What is expected: Exactly the lines from the opening of the records through the line containing "292L23 311L0 309V355L58" should be copied, with both included.

[Data entries]
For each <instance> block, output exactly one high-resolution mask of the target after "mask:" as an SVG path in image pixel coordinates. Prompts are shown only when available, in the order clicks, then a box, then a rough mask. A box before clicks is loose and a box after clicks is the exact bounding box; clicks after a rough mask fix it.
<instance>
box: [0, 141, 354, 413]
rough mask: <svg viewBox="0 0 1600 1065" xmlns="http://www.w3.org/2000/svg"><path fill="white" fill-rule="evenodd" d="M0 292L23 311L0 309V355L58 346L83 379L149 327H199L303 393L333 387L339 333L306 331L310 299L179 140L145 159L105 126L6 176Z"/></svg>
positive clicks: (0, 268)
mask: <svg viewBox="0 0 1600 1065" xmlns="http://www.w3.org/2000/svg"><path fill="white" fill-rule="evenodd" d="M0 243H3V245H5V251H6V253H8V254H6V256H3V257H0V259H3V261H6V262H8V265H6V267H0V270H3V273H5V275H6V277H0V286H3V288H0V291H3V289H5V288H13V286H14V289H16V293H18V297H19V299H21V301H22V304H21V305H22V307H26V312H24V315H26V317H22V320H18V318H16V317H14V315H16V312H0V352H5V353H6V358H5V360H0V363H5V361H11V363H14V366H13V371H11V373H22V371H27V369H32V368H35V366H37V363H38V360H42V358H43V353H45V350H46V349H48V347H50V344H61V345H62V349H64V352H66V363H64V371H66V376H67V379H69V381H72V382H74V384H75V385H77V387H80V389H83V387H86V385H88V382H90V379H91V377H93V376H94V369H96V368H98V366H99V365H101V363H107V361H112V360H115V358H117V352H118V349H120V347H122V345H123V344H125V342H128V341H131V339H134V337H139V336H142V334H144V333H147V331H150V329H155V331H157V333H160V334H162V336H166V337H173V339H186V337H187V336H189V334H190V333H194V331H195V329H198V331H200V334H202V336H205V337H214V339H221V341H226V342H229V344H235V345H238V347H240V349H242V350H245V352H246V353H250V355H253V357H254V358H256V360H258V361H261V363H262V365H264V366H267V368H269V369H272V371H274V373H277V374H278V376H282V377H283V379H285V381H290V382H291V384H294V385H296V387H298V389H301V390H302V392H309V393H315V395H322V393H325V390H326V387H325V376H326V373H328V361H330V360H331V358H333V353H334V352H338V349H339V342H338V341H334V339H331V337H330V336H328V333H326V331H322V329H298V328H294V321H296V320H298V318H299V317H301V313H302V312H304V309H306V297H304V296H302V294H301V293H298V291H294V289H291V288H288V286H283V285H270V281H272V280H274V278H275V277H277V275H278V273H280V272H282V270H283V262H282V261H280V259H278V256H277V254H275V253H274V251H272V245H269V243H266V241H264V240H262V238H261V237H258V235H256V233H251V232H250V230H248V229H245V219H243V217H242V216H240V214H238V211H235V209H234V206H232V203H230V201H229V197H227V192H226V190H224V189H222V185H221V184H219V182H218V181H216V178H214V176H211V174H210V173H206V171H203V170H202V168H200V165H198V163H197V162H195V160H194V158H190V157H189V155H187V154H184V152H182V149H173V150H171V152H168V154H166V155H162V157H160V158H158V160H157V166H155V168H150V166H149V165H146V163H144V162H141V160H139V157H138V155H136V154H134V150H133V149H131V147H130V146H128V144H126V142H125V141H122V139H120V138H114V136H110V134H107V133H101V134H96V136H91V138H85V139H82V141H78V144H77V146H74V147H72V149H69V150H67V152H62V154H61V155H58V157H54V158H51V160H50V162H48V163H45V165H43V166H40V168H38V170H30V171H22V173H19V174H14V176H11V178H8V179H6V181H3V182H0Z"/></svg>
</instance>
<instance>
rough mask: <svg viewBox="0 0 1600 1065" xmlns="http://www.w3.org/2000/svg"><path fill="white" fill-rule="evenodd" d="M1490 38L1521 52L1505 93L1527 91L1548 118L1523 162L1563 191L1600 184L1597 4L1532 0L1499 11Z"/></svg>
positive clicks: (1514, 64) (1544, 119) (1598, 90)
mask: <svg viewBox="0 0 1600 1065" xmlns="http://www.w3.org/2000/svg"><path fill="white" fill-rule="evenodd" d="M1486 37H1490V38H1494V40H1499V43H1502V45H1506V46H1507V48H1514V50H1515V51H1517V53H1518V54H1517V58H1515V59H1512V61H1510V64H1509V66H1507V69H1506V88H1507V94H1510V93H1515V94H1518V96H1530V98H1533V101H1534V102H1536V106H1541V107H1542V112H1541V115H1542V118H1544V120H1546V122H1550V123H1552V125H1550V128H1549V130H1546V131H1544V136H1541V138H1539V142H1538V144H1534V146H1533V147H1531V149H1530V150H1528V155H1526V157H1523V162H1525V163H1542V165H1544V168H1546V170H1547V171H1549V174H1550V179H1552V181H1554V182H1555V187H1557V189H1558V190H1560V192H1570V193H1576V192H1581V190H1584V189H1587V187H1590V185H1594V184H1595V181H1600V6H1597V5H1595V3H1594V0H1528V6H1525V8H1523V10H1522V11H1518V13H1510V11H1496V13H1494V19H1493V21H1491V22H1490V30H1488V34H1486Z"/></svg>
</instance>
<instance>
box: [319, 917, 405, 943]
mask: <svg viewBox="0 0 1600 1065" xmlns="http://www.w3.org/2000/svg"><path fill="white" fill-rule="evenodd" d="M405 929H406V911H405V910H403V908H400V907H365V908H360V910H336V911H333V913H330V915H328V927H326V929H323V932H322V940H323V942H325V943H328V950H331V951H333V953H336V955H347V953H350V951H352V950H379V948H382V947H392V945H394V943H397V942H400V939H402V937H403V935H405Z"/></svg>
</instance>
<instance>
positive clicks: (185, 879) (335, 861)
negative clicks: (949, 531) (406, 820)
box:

The answer:
For each <instance> block, output exactly one high-resolution mask of the target after "mask:" as an SVG path in image pixel coordinates. Prompts are shown only when available, in the order clicks, then a box, then a rough mask. A box before clicks is loose and a box after clicks is the exact bounding box; clicks after a rough mask fix it.
<instance>
box: [0, 141, 354, 413]
rough mask: <svg viewBox="0 0 1600 1065" xmlns="http://www.w3.org/2000/svg"><path fill="white" fill-rule="evenodd" d="M0 292L23 311L0 309V355L58 346L83 379L149 327H199L303 393L333 387L339 333L306 331L310 299L179 140L145 159L105 126L6 176Z"/></svg>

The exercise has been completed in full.